* RECORDS FOR THIS TASK *

------------------------

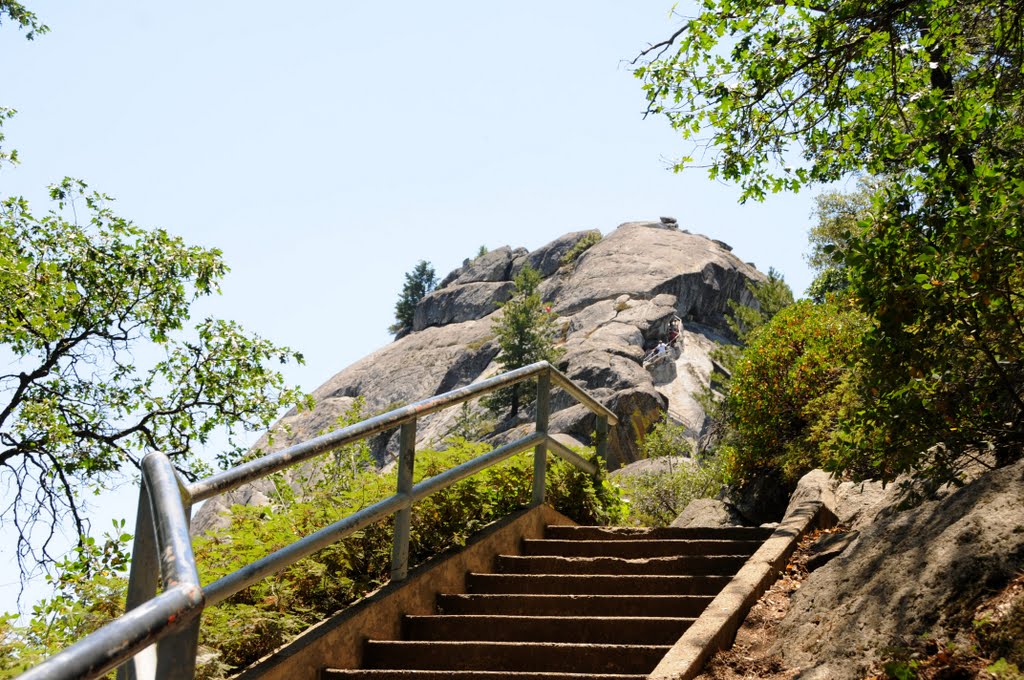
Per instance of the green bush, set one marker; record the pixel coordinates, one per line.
(263, 617)
(89, 590)
(256, 621)
(655, 498)
(790, 390)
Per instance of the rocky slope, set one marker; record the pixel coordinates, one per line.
(906, 576)
(613, 302)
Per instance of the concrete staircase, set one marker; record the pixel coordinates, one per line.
(582, 602)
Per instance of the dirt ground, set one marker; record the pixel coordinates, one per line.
(749, 656)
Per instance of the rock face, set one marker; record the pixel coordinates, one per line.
(616, 300)
(906, 575)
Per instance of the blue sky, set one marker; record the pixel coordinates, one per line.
(328, 146)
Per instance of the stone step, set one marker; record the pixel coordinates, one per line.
(592, 630)
(576, 605)
(657, 533)
(470, 675)
(686, 565)
(633, 549)
(538, 656)
(556, 584)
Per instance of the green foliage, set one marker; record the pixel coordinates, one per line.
(89, 590)
(902, 670)
(15, 12)
(580, 248)
(1004, 670)
(790, 389)
(79, 303)
(926, 94)
(655, 498)
(419, 282)
(838, 215)
(944, 362)
(264, 615)
(526, 334)
(471, 424)
(771, 295)
(1004, 638)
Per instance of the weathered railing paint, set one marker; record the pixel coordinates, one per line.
(157, 637)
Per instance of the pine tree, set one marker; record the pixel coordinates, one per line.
(525, 334)
(419, 282)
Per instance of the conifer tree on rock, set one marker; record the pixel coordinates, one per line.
(525, 334)
(419, 282)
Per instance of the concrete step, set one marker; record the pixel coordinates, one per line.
(470, 675)
(687, 565)
(592, 630)
(557, 584)
(657, 533)
(576, 605)
(633, 549)
(538, 656)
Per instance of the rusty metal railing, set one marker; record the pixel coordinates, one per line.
(157, 638)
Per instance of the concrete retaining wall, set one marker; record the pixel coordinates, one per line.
(716, 629)
(338, 641)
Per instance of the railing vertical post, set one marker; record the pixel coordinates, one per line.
(403, 518)
(176, 652)
(541, 450)
(142, 582)
(601, 438)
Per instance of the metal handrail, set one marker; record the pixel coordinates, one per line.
(158, 635)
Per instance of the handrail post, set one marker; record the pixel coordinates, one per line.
(176, 652)
(403, 517)
(601, 438)
(541, 450)
(143, 580)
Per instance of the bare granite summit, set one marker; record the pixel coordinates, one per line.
(614, 301)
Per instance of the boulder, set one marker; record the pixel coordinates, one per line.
(827, 547)
(709, 512)
(854, 504)
(493, 266)
(547, 259)
(619, 296)
(460, 302)
(909, 574)
(643, 260)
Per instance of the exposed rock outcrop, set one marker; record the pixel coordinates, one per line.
(614, 300)
(908, 574)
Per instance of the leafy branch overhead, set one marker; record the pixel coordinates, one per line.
(105, 367)
(924, 95)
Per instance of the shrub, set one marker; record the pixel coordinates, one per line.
(790, 389)
(655, 498)
(280, 606)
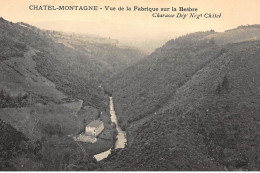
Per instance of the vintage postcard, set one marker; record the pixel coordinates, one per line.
(129, 85)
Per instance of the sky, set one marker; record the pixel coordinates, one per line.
(132, 25)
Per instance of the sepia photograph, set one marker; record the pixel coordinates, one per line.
(129, 85)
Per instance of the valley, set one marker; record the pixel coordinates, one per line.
(191, 105)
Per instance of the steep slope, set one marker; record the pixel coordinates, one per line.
(107, 52)
(48, 93)
(208, 114)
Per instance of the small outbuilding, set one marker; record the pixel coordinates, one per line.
(94, 128)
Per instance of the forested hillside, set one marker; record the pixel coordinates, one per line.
(192, 105)
(49, 91)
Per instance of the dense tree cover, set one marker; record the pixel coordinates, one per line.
(191, 105)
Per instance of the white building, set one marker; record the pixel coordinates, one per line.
(85, 138)
(94, 128)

------------------------

* WORK TO DO *
Quote the records above in full, dropping each picture.

* RESULT OF THE EXERCISE *
Per instance of the green bush, set one marker; record the pixel coordinates, one per line.
(263, 617)
(89, 590)
(256, 621)
(655, 498)
(790, 390)
Per instance of the rocky slope, set one marker; record the pixel coordinates, one per line.
(906, 576)
(613, 302)
Per instance of the concrete staircase, set one marker; record the pixel coordinates, one per line.
(582, 602)
Per instance of the dirt ground, set one marker; record the pixel coordinates, one per line.
(749, 656)
Per instance of the rock face, set one marker; record the pixel coordinates, one per line.
(616, 300)
(906, 575)
Per instance of the blue sky, set one marker; record the pixel coordinates, one per line.
(328, 146)
Per instance of the stone step, set one marker; record the pixel coordinates, one per line.
(592, 630)
(576, 605)
(657, 533)
(470, 675)
(686, 565)
(633, 549)
(538, 656)
(556, 584)
Per instance of the green foliage, set one marker; record the pixel coordinates, one per line.
(89, 590)
(902, 670)
(15, 12)
(580, 248)
(1004, 670)
(790, 389)
(79, 303)
(926, 94)
(655, 498)
(419, 282)
(838, 215)
(944, 362)
(264, 615)
(526, 334)
(471, 424)
(771, 295)
(1004, 638)
Per instance of the weathered railing paint, set one marker; record the pixel coordinates, one per line.
(157, 637)
Per instance of the pine tree, set one marker; record the pixel coordinates, one per line.
(525, 334)
(419, 282)
Per instance of the conifer tree on rock, set one marker; record the pixel coordinates, one per line.
(525, 334)
(419, 282)
Per instance of the concrete step, set one marker; record the pixel coordinates, one per line.
(470, 675)
(687, 565)
(592, 630)
(557, 584)
(657, 533)
(576, 605)
(633, 549)
(538, 656)
Per instance of the rusty metal railing, set one marker; record the pixel coordinates, one per line.
(157, 638)
Per instance of the concrete retaining wall, set one marker; record the pixel coordinates, one per line.
(716, 629)
(338, 641)
Per instance of the railing vertical post, set one marker; record the pixel coordinates, one per line.
(403, 518)
(176, 652)
(541, 450)
(142, 582)
(601, 438)
Per instance of the metal handrail, set one marker; record the pixel coordinates, one per line.
(158, 635)
Per instance of the handrail post, set one marker; record the pixel coordinates, one per line.
(176, 652)
(403, 517)
(601, 438)
(541, 450)
(143, 580)
Per instance of the bare granite summit, set one marker; record the pixel coordinates, one per line.
(614, 301)
Per instance of the boulder, set one marker; record the pixel coordinates, one per line.
(827, 547)
(709, 512)
(854, 504)
(493, 266)
(547, 259)
(619, 296)
(460, 302)
(909, 574)
(643, 260)
Per instance of the exposed rock outcrop, set one marker; record the pixel coordinates, one per line.
(614, 300)
(908, 574)
Per instance of the leafy branch overhead, set one marker; record the pixel coordinates, one per line.
(105, 367)
(924, 95)
Per instance of the shrub, set one marker; record the pixel coordinates, one per line.
(790, 389)
(655, 498)
(280, 606)
Per instance of the vintage postcard, set one marker; record the pixel coordinates, one per line.
(129, 85)
Per instance of the sky, set one marker; record the pixel coordinates, one per line.
(132, 25)
Per instance of the sepia photograph, set one marker; record the pixel coordinates, one per line.
(129, 85)
Per instance of the valley, set one marker; record the pixel coordinates, one per line.
(191, 105)
Per instance of the steep slope, set one marker; record the pixel coordinates, one per line.
(107, 52)
(48, 93)
(208, 114)
Per instance of the small outbuilding, set one marker; record the pixel coordinates, one per line.
(94, 128)
Per instance of the forested hillside, set one marker; record the pixel coordinates, one per line.
(192, 105)
(49, 91)
Per instance of the dense tree cover, set one marker; record the pixel coordinates, one per line.
(191, 105)
Per instance of the white building, set one marker; record the pixel coordinates, one per line.
(85, 138)
(94, 128)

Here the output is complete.